**** Data extracts ****

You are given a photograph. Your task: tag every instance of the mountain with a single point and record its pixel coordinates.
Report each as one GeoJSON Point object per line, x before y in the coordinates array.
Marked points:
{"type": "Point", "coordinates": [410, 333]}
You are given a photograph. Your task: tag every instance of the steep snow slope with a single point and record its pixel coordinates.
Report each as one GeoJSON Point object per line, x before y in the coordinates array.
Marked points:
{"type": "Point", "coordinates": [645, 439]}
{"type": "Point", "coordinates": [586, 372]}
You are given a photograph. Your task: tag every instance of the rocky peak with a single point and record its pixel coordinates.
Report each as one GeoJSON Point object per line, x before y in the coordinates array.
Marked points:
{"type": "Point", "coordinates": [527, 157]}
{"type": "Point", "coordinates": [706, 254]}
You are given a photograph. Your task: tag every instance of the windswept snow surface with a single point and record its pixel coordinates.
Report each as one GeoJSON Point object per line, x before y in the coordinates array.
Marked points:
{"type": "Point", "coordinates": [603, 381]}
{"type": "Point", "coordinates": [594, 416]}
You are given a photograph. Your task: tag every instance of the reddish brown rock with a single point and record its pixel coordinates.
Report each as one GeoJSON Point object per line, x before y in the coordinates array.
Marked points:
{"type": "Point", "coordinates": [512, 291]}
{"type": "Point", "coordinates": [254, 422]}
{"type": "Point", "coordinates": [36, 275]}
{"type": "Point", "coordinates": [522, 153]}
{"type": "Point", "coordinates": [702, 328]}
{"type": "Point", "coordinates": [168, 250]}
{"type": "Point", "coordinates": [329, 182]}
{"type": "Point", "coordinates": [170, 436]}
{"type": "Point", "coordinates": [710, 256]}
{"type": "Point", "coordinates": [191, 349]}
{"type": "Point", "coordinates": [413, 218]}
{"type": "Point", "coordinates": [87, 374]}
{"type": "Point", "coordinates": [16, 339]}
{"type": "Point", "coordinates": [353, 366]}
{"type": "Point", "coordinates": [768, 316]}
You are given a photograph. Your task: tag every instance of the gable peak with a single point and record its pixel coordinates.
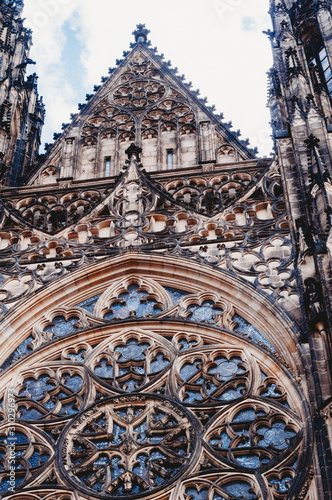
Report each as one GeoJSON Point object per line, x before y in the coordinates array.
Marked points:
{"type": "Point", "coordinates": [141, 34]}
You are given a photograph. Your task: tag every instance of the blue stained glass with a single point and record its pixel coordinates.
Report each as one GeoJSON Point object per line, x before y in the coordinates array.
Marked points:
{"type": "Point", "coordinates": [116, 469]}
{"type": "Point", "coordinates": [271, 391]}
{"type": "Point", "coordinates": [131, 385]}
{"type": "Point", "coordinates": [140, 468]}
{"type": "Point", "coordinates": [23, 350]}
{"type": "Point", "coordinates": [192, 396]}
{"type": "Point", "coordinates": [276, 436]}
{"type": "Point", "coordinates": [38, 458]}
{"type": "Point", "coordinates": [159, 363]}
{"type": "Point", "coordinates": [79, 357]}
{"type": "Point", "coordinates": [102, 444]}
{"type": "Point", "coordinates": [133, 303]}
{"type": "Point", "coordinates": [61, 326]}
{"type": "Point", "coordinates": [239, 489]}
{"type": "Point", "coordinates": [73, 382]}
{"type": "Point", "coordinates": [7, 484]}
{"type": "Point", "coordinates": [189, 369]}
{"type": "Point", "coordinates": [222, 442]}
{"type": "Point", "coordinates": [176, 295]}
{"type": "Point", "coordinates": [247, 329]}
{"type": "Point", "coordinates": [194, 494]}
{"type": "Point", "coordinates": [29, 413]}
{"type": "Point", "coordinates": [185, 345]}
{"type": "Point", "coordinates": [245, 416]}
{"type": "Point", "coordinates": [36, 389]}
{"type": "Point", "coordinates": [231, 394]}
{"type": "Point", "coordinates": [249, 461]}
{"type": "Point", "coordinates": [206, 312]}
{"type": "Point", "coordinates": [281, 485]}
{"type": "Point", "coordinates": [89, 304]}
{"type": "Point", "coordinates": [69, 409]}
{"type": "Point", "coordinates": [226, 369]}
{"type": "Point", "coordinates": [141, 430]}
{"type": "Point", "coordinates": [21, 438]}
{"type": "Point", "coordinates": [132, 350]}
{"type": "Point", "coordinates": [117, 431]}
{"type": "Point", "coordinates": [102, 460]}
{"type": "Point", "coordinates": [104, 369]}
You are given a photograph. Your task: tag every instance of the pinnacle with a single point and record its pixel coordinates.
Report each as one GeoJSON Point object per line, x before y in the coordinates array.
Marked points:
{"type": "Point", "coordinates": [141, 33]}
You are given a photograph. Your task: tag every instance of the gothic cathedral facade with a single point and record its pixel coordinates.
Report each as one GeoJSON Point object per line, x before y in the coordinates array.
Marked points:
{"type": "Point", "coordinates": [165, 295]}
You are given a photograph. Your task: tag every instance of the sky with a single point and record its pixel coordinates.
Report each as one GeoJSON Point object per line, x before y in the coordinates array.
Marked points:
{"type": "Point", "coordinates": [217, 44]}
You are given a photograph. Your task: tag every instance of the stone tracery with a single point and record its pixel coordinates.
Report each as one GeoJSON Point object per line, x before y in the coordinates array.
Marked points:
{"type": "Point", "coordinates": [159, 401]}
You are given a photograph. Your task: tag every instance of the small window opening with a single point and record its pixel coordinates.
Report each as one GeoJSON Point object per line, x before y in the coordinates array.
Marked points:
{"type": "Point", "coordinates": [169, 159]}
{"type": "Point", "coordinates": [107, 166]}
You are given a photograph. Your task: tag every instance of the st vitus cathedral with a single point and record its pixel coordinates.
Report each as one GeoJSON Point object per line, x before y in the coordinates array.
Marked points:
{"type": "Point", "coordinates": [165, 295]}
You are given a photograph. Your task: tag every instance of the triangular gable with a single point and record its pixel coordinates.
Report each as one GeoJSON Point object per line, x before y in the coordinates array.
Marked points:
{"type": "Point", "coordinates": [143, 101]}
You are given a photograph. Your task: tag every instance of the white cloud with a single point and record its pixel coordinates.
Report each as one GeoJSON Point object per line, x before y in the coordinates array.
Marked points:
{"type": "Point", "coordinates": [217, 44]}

****

Go through the entries and filter for lines holding the word "gable"; copy each match.

You are given a photograph. Your task: tag every instance of the gable peak with a single point and record its pixel coordinates.
You are given a photograph. Your task: tag every instance of the triangular gable with a single point and record its pixel coordinates.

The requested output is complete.